__Material for the task__.
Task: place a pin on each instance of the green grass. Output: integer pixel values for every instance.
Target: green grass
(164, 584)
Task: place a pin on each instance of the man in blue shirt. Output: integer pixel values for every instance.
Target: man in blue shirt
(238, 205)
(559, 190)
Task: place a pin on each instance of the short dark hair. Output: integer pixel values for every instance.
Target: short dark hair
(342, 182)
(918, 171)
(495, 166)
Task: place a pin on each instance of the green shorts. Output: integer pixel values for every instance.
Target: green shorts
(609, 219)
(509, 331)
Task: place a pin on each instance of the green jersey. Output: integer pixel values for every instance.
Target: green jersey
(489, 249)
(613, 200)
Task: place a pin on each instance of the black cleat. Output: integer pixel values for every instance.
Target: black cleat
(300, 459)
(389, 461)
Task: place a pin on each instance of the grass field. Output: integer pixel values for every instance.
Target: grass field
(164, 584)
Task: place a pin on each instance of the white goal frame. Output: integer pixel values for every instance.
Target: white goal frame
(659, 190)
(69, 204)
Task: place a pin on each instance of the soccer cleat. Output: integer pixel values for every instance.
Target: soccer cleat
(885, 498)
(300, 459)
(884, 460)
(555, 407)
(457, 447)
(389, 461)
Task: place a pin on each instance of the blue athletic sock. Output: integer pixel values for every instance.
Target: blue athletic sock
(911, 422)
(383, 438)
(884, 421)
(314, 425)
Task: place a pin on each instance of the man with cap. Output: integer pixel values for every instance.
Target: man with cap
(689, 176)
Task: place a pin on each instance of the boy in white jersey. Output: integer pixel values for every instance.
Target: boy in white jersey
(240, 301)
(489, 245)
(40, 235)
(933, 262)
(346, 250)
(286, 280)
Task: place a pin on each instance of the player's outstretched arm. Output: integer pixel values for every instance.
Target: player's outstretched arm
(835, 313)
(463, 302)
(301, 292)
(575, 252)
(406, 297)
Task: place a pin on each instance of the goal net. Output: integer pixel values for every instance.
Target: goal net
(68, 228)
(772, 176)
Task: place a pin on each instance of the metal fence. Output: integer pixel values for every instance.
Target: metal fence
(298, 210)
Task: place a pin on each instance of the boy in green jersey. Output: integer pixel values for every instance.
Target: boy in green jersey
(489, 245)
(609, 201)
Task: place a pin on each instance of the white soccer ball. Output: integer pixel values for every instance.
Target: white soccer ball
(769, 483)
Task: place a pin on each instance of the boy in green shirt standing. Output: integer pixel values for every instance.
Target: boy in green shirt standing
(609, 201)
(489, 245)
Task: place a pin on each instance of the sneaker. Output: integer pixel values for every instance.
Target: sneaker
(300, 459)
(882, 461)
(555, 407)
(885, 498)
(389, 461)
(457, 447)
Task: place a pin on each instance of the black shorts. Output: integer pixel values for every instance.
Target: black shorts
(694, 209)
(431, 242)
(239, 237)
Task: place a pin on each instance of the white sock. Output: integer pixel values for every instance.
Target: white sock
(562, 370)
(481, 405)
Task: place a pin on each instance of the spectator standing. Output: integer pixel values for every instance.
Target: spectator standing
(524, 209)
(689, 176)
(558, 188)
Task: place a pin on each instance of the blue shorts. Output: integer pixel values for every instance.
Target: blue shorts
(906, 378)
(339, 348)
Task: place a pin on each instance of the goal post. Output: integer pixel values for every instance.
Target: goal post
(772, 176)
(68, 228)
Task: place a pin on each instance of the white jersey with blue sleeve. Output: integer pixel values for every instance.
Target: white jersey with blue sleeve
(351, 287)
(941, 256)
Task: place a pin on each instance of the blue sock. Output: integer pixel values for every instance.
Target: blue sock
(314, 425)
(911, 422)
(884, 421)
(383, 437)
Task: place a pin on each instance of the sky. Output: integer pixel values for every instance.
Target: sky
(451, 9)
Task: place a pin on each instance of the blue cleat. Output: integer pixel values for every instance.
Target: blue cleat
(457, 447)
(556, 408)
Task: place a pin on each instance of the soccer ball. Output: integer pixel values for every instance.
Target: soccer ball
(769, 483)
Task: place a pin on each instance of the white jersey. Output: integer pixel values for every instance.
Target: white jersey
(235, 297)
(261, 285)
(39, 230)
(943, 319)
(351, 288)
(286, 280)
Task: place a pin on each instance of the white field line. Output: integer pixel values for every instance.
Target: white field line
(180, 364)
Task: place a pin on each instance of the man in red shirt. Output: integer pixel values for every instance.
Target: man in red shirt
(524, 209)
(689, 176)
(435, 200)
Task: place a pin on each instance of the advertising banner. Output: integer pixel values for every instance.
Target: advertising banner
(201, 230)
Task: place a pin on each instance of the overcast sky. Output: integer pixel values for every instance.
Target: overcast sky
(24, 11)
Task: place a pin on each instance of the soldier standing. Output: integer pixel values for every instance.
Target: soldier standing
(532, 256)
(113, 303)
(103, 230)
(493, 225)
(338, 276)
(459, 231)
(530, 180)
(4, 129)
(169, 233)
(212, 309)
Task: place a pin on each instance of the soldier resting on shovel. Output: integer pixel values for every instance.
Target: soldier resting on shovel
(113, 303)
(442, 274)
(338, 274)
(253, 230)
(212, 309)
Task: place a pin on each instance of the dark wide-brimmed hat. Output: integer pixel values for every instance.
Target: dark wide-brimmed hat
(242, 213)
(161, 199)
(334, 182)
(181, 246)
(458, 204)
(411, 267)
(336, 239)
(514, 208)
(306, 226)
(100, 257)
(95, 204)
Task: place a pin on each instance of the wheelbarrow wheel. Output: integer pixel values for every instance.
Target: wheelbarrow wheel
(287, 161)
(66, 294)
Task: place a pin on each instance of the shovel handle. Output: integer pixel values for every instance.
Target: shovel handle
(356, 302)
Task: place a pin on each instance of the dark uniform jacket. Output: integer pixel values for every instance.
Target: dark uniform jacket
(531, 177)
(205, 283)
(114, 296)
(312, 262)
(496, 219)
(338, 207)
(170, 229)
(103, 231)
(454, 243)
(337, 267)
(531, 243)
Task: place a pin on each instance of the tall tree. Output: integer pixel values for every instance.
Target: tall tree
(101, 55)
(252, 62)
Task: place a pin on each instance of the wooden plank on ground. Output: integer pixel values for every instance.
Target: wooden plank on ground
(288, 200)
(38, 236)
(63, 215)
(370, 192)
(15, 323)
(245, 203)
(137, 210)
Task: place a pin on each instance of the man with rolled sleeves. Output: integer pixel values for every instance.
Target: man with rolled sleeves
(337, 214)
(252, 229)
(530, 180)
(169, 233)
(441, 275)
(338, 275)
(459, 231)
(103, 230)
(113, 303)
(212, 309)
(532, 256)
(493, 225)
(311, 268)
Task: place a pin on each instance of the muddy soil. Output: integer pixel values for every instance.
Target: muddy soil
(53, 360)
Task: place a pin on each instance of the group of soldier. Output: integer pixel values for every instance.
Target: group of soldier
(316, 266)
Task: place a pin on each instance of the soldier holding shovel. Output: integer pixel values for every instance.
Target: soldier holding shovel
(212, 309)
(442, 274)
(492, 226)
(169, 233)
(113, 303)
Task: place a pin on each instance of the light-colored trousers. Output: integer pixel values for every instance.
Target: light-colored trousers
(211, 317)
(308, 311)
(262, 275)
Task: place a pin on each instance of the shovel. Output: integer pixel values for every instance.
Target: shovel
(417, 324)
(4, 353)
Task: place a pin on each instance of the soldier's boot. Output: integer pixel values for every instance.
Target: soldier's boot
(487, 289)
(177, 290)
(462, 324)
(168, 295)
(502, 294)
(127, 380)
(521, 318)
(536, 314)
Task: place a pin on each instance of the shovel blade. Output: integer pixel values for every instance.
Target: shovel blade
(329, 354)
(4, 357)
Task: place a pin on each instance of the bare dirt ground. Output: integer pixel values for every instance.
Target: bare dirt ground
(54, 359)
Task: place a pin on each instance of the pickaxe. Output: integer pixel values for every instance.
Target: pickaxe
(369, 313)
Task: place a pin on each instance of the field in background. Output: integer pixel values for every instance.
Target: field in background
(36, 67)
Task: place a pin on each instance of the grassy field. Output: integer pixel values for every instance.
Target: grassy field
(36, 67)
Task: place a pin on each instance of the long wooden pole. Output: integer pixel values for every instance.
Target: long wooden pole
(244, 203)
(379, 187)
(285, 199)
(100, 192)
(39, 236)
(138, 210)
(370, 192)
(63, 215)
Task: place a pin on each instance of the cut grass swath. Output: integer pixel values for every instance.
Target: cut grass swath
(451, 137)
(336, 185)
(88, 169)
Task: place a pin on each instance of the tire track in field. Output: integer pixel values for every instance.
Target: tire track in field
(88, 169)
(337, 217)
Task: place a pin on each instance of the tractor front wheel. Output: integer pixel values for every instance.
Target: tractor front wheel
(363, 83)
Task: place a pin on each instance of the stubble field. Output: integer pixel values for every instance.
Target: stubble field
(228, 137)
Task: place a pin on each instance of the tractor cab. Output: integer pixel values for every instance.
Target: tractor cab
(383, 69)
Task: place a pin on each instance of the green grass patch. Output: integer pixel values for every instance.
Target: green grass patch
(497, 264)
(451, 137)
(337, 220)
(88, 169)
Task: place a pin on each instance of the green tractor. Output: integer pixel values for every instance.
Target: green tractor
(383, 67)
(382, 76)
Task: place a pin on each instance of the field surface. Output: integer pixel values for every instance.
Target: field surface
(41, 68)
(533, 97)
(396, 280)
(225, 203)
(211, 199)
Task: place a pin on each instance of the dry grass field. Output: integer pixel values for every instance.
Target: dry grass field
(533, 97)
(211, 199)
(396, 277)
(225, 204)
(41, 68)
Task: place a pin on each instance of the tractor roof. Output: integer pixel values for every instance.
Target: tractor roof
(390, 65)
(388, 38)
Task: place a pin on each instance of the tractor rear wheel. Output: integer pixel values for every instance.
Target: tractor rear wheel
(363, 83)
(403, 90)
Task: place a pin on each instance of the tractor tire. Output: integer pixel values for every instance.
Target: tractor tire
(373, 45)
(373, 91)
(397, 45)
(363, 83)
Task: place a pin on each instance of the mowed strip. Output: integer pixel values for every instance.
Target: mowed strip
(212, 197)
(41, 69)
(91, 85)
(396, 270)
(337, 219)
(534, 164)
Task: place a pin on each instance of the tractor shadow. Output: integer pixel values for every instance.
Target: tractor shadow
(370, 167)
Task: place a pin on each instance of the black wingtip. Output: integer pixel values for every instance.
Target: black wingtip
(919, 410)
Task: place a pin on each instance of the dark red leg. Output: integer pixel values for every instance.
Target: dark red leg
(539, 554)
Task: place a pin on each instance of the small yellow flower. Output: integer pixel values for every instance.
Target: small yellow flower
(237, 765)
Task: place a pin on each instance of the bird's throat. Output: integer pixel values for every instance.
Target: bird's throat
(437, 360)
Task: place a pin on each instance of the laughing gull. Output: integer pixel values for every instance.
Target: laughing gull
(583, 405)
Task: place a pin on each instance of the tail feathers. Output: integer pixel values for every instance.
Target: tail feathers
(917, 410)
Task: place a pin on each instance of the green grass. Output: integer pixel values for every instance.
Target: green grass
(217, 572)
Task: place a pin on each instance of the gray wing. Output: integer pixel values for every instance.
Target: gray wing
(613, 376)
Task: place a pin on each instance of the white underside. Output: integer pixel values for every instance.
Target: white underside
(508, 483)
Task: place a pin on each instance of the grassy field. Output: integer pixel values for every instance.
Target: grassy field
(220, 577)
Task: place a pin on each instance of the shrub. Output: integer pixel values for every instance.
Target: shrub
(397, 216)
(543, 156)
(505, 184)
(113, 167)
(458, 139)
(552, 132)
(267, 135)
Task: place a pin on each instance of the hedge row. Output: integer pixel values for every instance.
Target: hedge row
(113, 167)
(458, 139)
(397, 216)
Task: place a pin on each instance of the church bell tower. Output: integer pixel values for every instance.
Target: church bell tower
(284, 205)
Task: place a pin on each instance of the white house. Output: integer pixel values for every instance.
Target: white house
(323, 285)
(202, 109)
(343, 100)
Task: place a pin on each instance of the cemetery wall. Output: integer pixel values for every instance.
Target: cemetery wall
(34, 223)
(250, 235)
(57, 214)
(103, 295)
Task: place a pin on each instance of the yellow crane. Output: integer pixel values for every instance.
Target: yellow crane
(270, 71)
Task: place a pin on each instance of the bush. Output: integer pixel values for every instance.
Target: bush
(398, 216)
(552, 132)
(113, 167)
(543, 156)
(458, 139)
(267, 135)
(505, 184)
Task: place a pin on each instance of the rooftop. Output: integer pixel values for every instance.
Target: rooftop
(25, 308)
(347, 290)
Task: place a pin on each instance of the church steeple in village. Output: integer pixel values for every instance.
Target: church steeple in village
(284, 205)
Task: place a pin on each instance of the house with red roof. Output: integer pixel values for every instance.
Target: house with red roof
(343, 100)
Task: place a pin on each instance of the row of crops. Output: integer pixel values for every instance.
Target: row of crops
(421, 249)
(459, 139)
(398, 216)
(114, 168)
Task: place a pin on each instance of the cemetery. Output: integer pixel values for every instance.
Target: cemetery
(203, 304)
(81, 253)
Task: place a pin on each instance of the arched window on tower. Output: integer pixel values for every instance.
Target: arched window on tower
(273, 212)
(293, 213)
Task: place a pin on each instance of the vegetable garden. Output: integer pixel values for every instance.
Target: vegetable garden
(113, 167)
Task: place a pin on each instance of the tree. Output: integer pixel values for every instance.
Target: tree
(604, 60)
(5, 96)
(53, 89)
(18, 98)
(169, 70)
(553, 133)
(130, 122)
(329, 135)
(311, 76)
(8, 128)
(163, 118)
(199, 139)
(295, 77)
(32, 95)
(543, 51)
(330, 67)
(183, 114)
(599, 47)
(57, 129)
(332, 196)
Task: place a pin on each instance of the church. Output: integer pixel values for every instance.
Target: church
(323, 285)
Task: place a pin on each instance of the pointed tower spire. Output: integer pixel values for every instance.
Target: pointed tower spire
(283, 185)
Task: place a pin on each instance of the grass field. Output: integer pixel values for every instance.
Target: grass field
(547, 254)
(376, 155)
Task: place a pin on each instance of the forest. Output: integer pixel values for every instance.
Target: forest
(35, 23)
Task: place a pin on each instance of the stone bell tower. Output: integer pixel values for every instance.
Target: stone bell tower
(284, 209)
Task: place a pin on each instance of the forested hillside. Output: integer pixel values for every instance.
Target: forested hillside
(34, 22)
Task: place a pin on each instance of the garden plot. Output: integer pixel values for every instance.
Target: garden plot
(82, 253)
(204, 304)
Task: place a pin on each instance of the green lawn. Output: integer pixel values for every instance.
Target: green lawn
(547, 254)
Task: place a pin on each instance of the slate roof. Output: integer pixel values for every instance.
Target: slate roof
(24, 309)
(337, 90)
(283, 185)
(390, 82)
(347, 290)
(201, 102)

__Exercise goal__. Take exactly the lines from the one containing "Target: blue cleat" through the one containing "Task: place a pin on each instance of the soldier standing." in the data above, and output them with nothing added.

__Result of the task__.
Target: blue cleat
(457, 447)
(556, 408)
Task: place a pin on each instance of the soccer ball. Output: integer pixel values for every instance.
Target: soccer ball
(769, 483)
Task: place a pin on each instance of the white jersey. Output: integer pixel values for every instance.
Target: white jersey
(235, 297)
(261, 285)
(39, 230)
(943, 319)
(351, 288)
(286, 280)
Task: place a pin on each instance of the white field line. Output: integer pixel values for every instance.
Target: white field line
(180, 364)
Task: place a pin on each instance of the man in red shirt. Output: integer pixel values for every instance.
Target: man in red shirt
(524, 209)
(689, 176)
(435, 200)
Task: place a pin on each instance of the advertising banner. Output: integer pixel values for every instance.
Target: advertising banner
(201, 230)
Task: place a pin on each instance of the overcast sky. Output: integer pixel values for every instance.
Target: overcast sky
(24, 11)
Task: place a pin on each instance of the soldier standing. Output: integer pixel values for every instance.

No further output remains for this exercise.